(PAGE EXTRACT begins)

In early 80s, diverse biological properties have been reported on benzothiazole scaffold including anti-tubercular activity by different research groups around the globe. (Palmer, P. J.; Trigg, R. B.; Warrington, J. V. J. Med. Chem. 1971, 14, 248; Katz. L.; J. Med. Chem. 1953, 75, 712; Palmer, P. J.; Ward, R. J.; Miyamastu, H.; Uneo, H.; Shimizu, H.; Hosono, J.; Tomari, M.; Seida, K.; Suzuki, T.; Wada, J. J. Med. Chem. 1974, 17, 491; Shi, D-. F.; Bradshaw, T. D.; Chua, M-. S.; Westwell, A. D.; Stevens M. F. G. Bioorg. Med. Chem. Lett. 2001, 11, 1093.
Klimesova and co-workers have developed the bezylsulfanyl moiety at C-2 position of benzothiazole with good antimycobacterial activity. Further, Schiff bases and hydrazones of benzothiazoles are also found to be active against Mycobacterium tuberculosis (Koci, J.; Klimesova, V.; Waisser, K.; Kaustova, J.; Dahsec, H.-M.; Mollmannc, U. Bioor. Med. Chem. Lett. 2002, 12, 3275; Katz. L.; J. Am. Chem. Soc. 1953, 75, 712). Recently Kozikowski and co-workers have developed the 2-methyl-5-amido benzothiazoles as potential anti-tubercular agents (Huang, Q.; Mao, J.; Wan, B.; Wang, Y.; Brun, R.; Franzblau, S. G.; Kozikowski, A. P.; J. Med. Chem. 2009, 52, 6757). These molecules are believed to inhibit the HisG enzyme of Mycobacterium tuberculosis (Cho, Y.; Ioerger, T. R.; Sacchettini, J. C. J. Med. Chem. 2008, 51, 5984). In addition nitrobenzothiazole amides have shown interesting anti-tubercular activity, by binding to HisG enzyme of M. tb (de Carvalho, L. P. S.; Lin, G.; Jiang, X.; Nathan, C. J. Med. Chem. 2009, 52, 5789; Dykhuizen, E. C.; May, J. F.; Tongpenyai, A.; Kiessling, L. L. J. Am. Chem. Soc. 2008, 130, 6706).

(PAGE EXTRACT ends)

PROBLEMS TO SOLVE:
(A) Answer these from the benzothiazole passage, one line each:
(i) At which position of benzothiazole did Klimesova and co-workers develop their moiety with good antimycobacterial activity?
(ii) Which enzyme of Mycobacterium tuberculosis are the 2-methyl-5-amido benzothiazoles believed to inhibit?
(iii) Which two kinds of benzothiazole derivatives are also found to be active against Mycobacterium tuberculosis?
(B) Extract the stretch of the benzothiazole passage that begins at the words "In early 80s, diverse" and stops after "2001, 11, 1093.".
(C) In one to three sentences, explain how the benzothiazole passage says nitrobenzothiazole amides produce their anti-tubercular activity.

(DATA EXTRACT begins)

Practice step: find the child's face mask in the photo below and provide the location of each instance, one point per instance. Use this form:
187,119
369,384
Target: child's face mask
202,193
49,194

(DATA EXTRACT ends)

ANSWERS FOR THIS EXERCISE:
(A)
(i) The C-2 position.
(ii) The HisG enzyme.
(iii) Schiff bases and hydrazones.

(B)
In early 80s, diverse biological properties have been reported on benzothiazole scaffold including anti-tubercular activity by different research groups around the globe. (Palmer, P. J.; Trigg, R. B.; Warrington, J. V. J. Med. Chem. 1971, 14, 248; Katz. L.; J. Med. Chem. 1953, 75, 712; Palmer, P. J.; Ward, R. J.; Miyamastu, H.; Uneo, H.; Shimizu, H.; Hosono, J.; Tomari, M.; Seida, K.; Suzuki, T.; Wada, J. J. Med. Chem. 1974, 17, 491; Shi, D-. F.; Bradshaw, T. D.; Chua, M-. S.; Westwell, A. D.; Stevens M. F. G. Bioorg. Med. Chem. Lett. 2001, 11, 1093.

(C) Nitrobenzothiazole amides show anti-tubercular activity by binding to the HisG enzyme of M. tb.